- [FRAGMENTO DEL DOCUMENTO]

——

Y más aún. Otros sustos poblaban la noche. El jinete en llamas: se presentaba en la bajada San Roque, hoy Julio Argentino Roca; anunciaba hechos sangrientos, “y no fallaba, porque, como salía los sábados, era seguro que los vecinos del hoy pueblo Güemes no iban a dejar pasar la noche sin darse algunas puñaladitas”, decía el diario el 5 de febrero de 1930. El Chancho Benedicto: asustaba en la Cañada y San Luis, donde había muerto trágicamente un carrero llamado Benedicto. El perro negro del Santo Tomás: salía de un cañaveral detrás del Colegio Santo Tomás, en Caseros y Duarte Quirós; era inmenso, tenía ojos fosforescentes y hacía extraños ruidos. La gallina gigante: tenía el tamaño de un caballo, y sus pollitos, el de terneros. Más que atacar parecía huir, pero su extraño tamaño y sonido vaya que estremecía, según los relatos.

——

- [REGISTROS]
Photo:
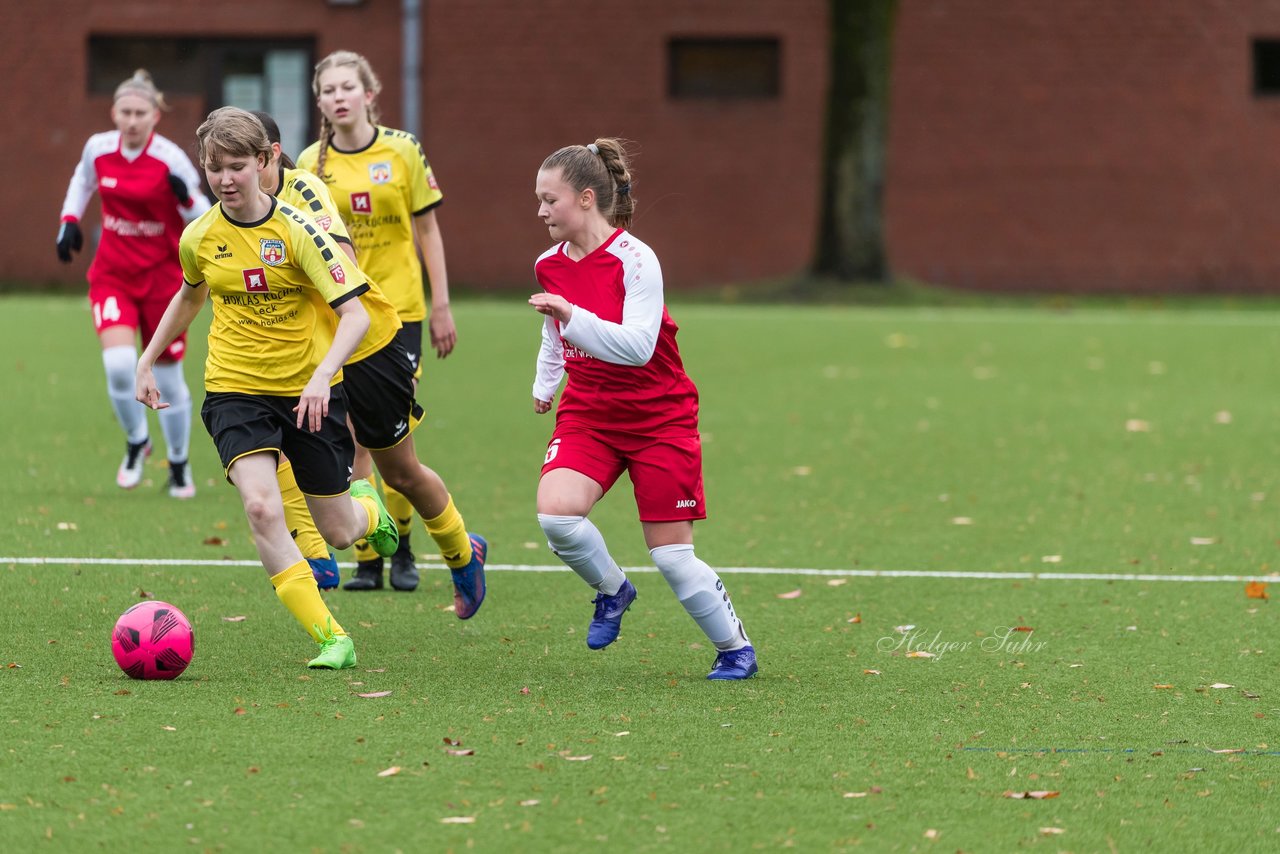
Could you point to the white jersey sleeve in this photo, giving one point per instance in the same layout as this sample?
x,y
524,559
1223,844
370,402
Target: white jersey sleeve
x,y
83,182
179,164
632,341
551,362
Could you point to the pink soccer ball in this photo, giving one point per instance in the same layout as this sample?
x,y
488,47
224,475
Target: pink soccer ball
x,y
152,640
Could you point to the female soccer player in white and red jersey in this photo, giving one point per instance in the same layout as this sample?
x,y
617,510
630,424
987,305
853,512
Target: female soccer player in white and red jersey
x,y
147,187
627,406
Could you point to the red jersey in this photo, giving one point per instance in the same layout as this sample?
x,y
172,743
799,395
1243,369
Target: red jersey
x,y
618,348
141,217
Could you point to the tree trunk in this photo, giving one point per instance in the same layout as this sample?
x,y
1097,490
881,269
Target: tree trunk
x,y
851,231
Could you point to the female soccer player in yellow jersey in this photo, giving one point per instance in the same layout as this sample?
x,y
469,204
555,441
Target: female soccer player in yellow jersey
x,y
273,373
380,386
387,195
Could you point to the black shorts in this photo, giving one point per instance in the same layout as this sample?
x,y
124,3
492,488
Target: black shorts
x,y
245,424
380,397
410,334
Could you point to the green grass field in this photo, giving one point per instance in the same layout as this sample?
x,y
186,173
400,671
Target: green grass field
x,y
990,451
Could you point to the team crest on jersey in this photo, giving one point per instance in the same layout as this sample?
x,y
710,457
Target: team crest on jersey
x,y
255,281
272,251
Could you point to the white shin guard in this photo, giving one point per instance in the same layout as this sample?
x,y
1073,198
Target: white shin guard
x,y
174,420
702,593
120,364
579,543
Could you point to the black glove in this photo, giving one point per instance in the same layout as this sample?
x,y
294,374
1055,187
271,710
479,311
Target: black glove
x,y
68,238
179,188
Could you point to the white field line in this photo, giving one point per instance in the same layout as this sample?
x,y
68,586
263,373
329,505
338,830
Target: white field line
x,y
740,570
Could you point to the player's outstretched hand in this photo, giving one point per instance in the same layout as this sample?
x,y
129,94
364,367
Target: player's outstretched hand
x,y
553,305
444,334
69,238
145,388
312,405
179,188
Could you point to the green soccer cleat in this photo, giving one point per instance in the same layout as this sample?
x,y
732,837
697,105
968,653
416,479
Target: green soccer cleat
x,y
385,538
337,652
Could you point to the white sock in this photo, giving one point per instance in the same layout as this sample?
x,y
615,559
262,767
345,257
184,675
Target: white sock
x,y
579,543
176,420
702,593
120,364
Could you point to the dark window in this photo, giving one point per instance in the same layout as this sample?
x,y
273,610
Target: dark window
x,y
1266,67
254,74
725,68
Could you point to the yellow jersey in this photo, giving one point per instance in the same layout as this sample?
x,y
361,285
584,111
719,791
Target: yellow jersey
x,y
379,190
305,192
268,336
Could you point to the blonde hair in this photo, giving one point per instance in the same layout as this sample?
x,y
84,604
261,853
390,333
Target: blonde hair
x,y
232,132
368,78
142,86
603,167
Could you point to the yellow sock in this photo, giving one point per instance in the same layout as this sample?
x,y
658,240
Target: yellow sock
x,y
401,510
297,516
297,589
449,533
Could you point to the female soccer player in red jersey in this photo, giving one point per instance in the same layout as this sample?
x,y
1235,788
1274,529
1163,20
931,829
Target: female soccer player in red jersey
x,y
147,187
627,406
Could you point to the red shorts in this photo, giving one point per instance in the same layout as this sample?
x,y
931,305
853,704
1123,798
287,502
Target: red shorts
x,y
137,305
666,473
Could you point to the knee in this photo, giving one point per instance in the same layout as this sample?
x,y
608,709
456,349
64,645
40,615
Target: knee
x,y
263,514
560,530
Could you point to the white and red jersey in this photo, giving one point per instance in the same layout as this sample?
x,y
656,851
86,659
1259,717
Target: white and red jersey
x,y
142,218
618,348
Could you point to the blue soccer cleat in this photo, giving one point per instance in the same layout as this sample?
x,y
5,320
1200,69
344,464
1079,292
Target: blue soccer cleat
x,y
325,571
607,621
469,581
735,663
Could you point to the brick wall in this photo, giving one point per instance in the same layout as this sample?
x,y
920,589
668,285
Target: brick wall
x,y
1083,146
726,190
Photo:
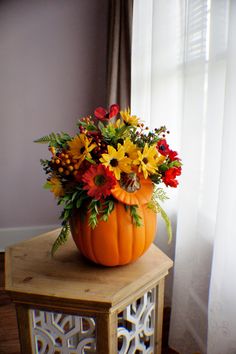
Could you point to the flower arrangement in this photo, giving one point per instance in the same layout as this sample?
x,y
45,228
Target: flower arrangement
x,y
112,158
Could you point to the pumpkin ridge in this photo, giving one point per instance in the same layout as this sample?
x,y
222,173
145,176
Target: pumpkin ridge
x,y
92,245
145,229
118,235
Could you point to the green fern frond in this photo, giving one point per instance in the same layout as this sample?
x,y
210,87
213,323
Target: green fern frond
x,y
61,239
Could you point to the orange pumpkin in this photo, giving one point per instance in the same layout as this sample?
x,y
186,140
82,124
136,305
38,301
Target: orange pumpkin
x,y
116,241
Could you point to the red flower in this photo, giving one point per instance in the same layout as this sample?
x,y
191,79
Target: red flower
x,y
170,176
173,155
102,114
98,181
163,147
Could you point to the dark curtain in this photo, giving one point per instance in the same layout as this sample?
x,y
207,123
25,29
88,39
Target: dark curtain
x,y
119,52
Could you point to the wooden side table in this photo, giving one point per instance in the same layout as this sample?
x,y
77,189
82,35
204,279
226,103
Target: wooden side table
x,y
68,305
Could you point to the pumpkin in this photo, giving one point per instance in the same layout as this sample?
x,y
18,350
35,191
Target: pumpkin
x,y
116,241
138,196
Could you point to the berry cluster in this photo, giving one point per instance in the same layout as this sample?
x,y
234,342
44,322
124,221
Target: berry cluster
x,y
63,163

——

- [ENUNCIADO] Continúa el fragmento sobre las apariciones que asustaban de noche a partir de su última oración. Los registros no son necesarios.

- [RESPUESTA ESCRITA]
Eran otras maneras de vivir en la ciudad, con las fronteras de los misterios de la naturaleza acorralando un trazado urbano mucho más breve. Después, la luz y la ciencia espantaron a muchos fantasmas y a los viejos miedos que habían perdurado durante siglos. Andando el siglo 20, otros serían los miedos que vendrían.


Alejandro Mareco
Córdoba, Argentina.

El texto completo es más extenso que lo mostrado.